Give back the data below exactly as it was given.

★ ★ ★ ★

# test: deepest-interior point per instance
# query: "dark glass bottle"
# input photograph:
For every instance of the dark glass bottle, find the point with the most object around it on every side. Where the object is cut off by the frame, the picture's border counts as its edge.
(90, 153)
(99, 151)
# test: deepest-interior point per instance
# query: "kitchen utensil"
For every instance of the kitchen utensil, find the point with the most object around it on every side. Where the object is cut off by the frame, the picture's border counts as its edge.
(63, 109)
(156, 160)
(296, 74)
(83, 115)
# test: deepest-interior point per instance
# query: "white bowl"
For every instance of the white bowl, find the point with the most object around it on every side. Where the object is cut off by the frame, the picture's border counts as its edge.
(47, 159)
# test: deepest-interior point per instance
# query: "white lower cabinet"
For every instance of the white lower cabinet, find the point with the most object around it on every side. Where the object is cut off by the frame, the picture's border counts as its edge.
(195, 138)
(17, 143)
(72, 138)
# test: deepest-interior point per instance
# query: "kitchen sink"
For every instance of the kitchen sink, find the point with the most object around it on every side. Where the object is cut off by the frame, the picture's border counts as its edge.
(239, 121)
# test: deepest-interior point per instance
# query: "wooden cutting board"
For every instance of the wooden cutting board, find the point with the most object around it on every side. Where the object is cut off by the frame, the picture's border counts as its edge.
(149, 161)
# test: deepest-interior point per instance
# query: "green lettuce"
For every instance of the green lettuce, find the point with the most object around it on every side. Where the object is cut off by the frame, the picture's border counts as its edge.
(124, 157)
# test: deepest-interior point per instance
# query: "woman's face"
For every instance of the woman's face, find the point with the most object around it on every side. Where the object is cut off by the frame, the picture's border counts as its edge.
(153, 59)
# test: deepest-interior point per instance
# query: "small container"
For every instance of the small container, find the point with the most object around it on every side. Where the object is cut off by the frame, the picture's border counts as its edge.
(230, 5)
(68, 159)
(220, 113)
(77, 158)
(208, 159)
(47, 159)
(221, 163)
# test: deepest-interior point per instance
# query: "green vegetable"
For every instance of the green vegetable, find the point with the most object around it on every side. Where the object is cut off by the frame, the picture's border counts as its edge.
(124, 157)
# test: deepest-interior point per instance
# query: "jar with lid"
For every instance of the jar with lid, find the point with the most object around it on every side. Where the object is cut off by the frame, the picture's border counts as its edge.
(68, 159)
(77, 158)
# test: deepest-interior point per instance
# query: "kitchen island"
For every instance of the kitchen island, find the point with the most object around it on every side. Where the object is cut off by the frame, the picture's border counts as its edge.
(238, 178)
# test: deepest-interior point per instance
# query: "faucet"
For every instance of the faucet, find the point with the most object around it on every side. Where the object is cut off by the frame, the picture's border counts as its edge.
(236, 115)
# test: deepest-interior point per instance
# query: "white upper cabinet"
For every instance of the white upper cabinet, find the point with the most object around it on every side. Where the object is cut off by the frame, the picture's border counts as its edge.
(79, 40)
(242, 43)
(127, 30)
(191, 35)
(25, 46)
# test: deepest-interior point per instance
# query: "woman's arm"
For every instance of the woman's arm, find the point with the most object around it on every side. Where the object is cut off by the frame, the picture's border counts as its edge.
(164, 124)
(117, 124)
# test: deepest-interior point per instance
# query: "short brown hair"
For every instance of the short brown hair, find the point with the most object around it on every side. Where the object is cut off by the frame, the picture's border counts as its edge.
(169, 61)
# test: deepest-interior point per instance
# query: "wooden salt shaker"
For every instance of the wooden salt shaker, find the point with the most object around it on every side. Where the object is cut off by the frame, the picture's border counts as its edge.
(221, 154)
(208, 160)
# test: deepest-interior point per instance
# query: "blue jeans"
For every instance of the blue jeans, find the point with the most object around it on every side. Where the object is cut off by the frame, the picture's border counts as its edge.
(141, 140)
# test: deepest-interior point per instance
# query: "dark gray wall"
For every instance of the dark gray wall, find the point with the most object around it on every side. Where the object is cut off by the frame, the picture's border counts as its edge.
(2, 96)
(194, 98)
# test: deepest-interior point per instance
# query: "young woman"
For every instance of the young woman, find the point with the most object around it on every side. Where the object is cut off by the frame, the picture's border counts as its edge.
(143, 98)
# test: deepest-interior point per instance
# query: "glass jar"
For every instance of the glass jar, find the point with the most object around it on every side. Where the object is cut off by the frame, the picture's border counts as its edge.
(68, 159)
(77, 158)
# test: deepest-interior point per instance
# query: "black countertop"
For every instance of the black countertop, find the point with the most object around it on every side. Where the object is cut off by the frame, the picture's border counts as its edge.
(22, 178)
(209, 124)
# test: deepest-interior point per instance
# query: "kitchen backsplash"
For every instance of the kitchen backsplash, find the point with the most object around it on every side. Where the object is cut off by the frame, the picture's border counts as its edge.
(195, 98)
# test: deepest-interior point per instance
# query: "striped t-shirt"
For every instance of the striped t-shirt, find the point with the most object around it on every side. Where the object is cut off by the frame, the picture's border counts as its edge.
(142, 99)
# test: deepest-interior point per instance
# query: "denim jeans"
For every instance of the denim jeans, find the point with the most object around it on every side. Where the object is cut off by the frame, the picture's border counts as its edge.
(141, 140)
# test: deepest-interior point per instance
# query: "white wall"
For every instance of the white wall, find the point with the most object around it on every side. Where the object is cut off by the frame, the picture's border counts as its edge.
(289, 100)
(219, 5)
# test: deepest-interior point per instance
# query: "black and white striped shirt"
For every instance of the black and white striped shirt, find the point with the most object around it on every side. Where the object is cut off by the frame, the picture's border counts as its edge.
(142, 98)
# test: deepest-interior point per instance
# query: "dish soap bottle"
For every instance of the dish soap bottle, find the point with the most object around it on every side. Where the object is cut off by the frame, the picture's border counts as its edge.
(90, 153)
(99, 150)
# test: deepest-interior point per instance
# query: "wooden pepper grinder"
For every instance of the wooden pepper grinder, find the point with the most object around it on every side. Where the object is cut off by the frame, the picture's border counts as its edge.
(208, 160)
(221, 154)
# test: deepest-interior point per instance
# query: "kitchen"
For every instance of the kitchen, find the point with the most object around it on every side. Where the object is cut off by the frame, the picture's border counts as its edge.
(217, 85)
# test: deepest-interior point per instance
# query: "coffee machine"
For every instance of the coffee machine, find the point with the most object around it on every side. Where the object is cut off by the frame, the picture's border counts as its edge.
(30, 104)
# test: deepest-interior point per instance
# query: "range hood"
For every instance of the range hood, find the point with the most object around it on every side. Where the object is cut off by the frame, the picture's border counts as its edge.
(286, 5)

★ ★ ★ ★

### [THE COMPLETED TASK]
# test: deepest-interior point per instance
# query: "dark glass bottle"
# input photograph:
For every instance of the dark glass bottle, find the point with the most object around it on every side. Where the object is cut off by the frame, the picture's border counts as its edge.
(90, 153)
(99, 151)
# test: deepest-interior point per instance
# query: "kitchen utensil"
For every instance of the kitchen utensil, find the point with the most object around it on every side. Where the object is cut off by the frame, the picture's border counts as its edge.
(63, 109)
(156, 160)
(296, 74)
(83, 115)
# test: deepest-interior point per instance
# query: "white bowl"
For every instance of the white bowl, find the point with the most object around it on every side. Where the object is cut off by the frame, the picture's border counts as its edge.
(47, 159)
# test: deepest-interior point per instance
# query: "white lower cabinet"
For every instance of the white lower cabinet, find the point with the most object around it on every side. Where the object is cut off by the frame, the picture's border counts as its edge.
(195, 138)
(17, 143)
(72, 138)
# test: deepest-interior point per instance
# query: "kitchen sink"
For every instance of the kitchen sink, find the point with the most object around it on every side. Where the object is cut off by the frame, the picture's border counts as its edge.
(239, 121)
# test: deepest-interior point per instance
# query: "wooden cutting board"
For every instance of the wooden cutting board, find the point with the most object around it on every side. Where the object is cut off by the frame, the picture's border counts as its edge.
(149, 161)
# test: deepest-interior point per instance
# query: "green lettuce"
For every instance of the green lettuce, find the point with the most object around it on every side. Where the object is cut off by the frame, the picture's border counts as its edge.
(124, 157)
# test: deepest-interior point per instance
# query: "woman's face"
For every instance of the woman's face, find the point with the most object around it on every side. Where the object is cut off by the frame, the picture's border counts as its edge.
(153, 59)
# test: deepest-interior point per instance
# query: "small container"
For every instance of the small container, find the point with the most object around it on every side. Where the object is cut off by the frame, the picture's border counts as its edge.
(230, 5)
(68, 159)
(220, 113)
(77, 158)
(208, 159)
(47, 159)
(221, 163)
# test: deepest-interior point per instance
# query: "green vegetable"
For every instance of the green vegetable, find the point with the most object around it on every side. Where the object is cut off by the frame, the picture's border counts as its edge.
(124, 157)
# test: deepest-interior point per instance
# query: "jar with lid"
For every instance of the jar with lid, find the point with the most object around it on every side. Where the object is cut off by the frame, the picture's border counts as its edge.
(68, 159)
(77, 158)
# test: deepest-interior point per instance
# query: "kitchen island"
For every instance of the kitchen island, find the point with the most object around it on every side. Where the object is cut off by the frame, the picture's border counts as its edge.
(238, 178)
# test: deepest-interior point per instance
# query: "faucet"
For every instance of the faucet, find the point with the most object around it on every side. Where the object is cut off by the frame, the picture's border counts as its edge.
(236, 115)
# test: deepest-interior point per instance
# query: "white upper cabinet"
For every instance of the white upper cabinet, find the point with the most object around it on every side. Where the object is cut off by the frame, the picture's border counts as its edge.
(79, 40)
(242, 43)
(127, 30)
(191, 35)
(25, 46)
# test: deepest-interior point per instance
# query: "woman's arm"
For every instance of the woman's arm, find the point with the most object around it on every side. Where the object is cut off by the frame, the picture's border counts as its edge.
(164, 124)
(117, 124)
# test: deepest-interior point per instance
# query: "short brown hair"
For every instance of the short brown hair, find the point with the most object around it on every side. Where the object is cut off by the frame, the picture's border counts as its edge.
(169, 61)
# test: deepest-interior point per instance
# query: "wooden salt shaker"
For every instance of the wooden salt shaker, find the point with the most object around it on every side. Where the object is cut off by the frame, the picture's border counts as its edge.
(221, 154)
(208, 160)
# test: deepest-interior point per instance
# query: "blue jeans"
For every instance of the blue jeans, find the point with the most object around it on every side. Where the object is cut off by the frame, the picture's border counts as its edge.
(141, 140)
# test: deepest-interior point per instance
# query: "dark gray wall"
For every instance of the dark gray wall, find the point with the most object around it on every side. Where the object is cut off by the frame, the picture's border counts as its edge.
(2, 96)
(194, 98)
# test: deepest-interior point per instance
# query: "young woman"
For every instance of the young woman, find the point with the most object around it on every side. Where the object is cut off by the frame, the picture's border counts as its edge.
(143, 98)
# test: deepest-interior point per instance
# query: "glass jar"
For every instance of the glass jar, find the point with the most object around it on every side. Where the object is cut off by the frame, the picture's border counts as its edge.
(68, 159)
(77, 158)
# test: deepest-interior point per instance
# query: "black countertop"
For every instance of the black countertop, find the point with the most object around it on every side. Where the object is cut off by the frame, the picture's border counts as its edge.
(22, 178)
(209, 124)
# test: deepest-interior point per instance
# query: "kitchen backsplash"
For every instance of the kitchen backsplash, find the point with the most object around it on every side. Where the object is cut off by the frame, the picture's border counts as its edge.
(195, 98)
# test: deepest-interior point per instance
# query: "striped t-shirt"
For every instance of the striped t-shirt, find the point with the most object around it on every side. Where the object is cut off by the frame, the picture's border counts as its edge.
(142, 99)
# test: deepest-interior point per instance
# query: "denim jeans"
For every instance of the denim jeans, find the point with the most object around it on every side. Where the object is cut off by the frame, the picture's border counts as its edge.
(141, 140)
# test: deepest-interior point per instance
# query: "white wall"
For every instance of the white wall, find the point with the most object around it on every side. Where the object is cut off by the frame, the picture's border counts as its edge.
(289, 100)
(219, 5)
# test: deepest-interior point per instance
# query: "black and white striped shirt"
For every instance of the black and white striped shirt, find the point with the most object around it on every side. Where the object is cut off by the frame, the picture's border counts as its edge.
(142, 98)
# test: deepest-interior point per instance
# query: "dish soap bottle"
For every instance of the dish soap bottle, find the point with the most object around it on every side. Where the object is cut off by the frame, the picture's border counts as its edge.
(90, 153)
(99, 150)
# test: deepest-interior point per instance
# query: "wooden pepper grinder"
For every instance of the wooden pepper grinder, find the point with the most object around it on every side. Where the object is cut off by the frame, the picture's border counts as its edge.
(208, 160)
(221, 154)
# test: deepest-interior point per instance
# query: "kitchen"
For every instance of the kitchen, find the point with the most object around it on every side. Where the object is cut off by the frame, the picture's border counts as its edge.
(217, 85)
# test: deepest-interior point per instance
# query: "coffee machine"
For every instance of the coffee machine, find the point with the most object around it on every side. Where the object is cut off by the frame, the picture's border counts as its edge.
(30, 104)
# test: deepest-interior point per instance
# query: "range hood"
For every instance of the range hood, find the point with the most object around it on every side. Where the object is cut off by the frame, the picture's border counts as its edge.
(286, 5)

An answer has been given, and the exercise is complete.